[Set of tasks]
a – In the biography of Shalini Pandey below, recast the paragraph beginning "Pandey started her career in a theater" as a short bulleted list that keeps its main facts.
b – According to the Shalini Pandey biography that follows, in what city and state was she born?
c – Write the next part of the Shalini Pandey biography below, picking up after its final sentence.

[Passage to read]

■ ■ ■ ■ ■

Shalini Pandey (born 23 September 1993) is an Indian actress who works in Telugu, Tamil and Hindi films. She made her acting debut in the Telugu film Arjun Reddy (2017), and has since acted in the Tamil film 100% Kadhal (2019), the Telugu films Mahanati (2018) and 118 (2019), and the Hindi film Jayeshbhai Jordaar (2022). Pandey ranked 19th in Hyderabad Times Most Desirable Women List of 2017.

Early life
Pandey was born on 23 September 1993 in Jabalpur, Madhya Pradesh.

Career

Debut and breakthrough (2017-2019)
Pandey started her career in a theater in Jabalpur. She made her film debut with the Telugu film Arjun Reddy in 2017 opposite Vijay Deverakonda. She did her own dubbing, though she doesn't speak Telugu fluently. The film was a commercial success and she received SIIMA Award for Best Female Debut (Telugu) nomination for her performance as Preethi.

■ ■ ■ ■ ■

[Dataset content]

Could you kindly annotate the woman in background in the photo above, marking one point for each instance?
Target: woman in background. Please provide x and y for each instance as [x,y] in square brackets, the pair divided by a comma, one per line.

■ ■ ■ ■ ■

[Expected outputs]
a –
- Began her career in theater in Jabalpur
- Made her film debut in the Telugu film Arjun Reddy (2017), opposite Vijay Deverakonda
- Dubbed her own lines despite not speaking Telugu fluently
- The film was a commercial success
- Played Preethi and earned a SIIMA Award nomination for Best Female Debut (Telugu)

b – Jabalpur, Madhya Pradesh.

c –
She then appeared in a Cameo appearance in the Hindi film Meri Nimmo in 2018. The same year she appeared in the successful Telugu film Mahanati.

Pandey had five releases in 2019. She played Sowcar Janaki in Telugu film NTR: Kathanayakudu. She then appeared in Telugu film 118 which was a commercial success. In October 2019, Pandey made her Tamil debut with 100% Kadhal. alongside G. V. Prakash Kumar. It became a box office failure. Her last two release of the year came with the Tamil film Gorilla and Telugu film Iddari Lokam Okate.

Recent work (2020-present)
Pandey made her Hindi film debut in 2020 with the ZEE5 film Bamfaad alongside Aditya Rawal. She then appeared in the Telugu-Tamil bilingual Nishabdham.

In 2022, she portrayed Mudra, a Gujarati mother opposite Ranveer Singh in Jayeshbhai Jordaar.

Pandey will next appear in Junaid Khan's Maharaja for which she started filming in 2021.

In the media
Pandey ranked 19th in Hyderabad Times Most Desirable Women List of 2017.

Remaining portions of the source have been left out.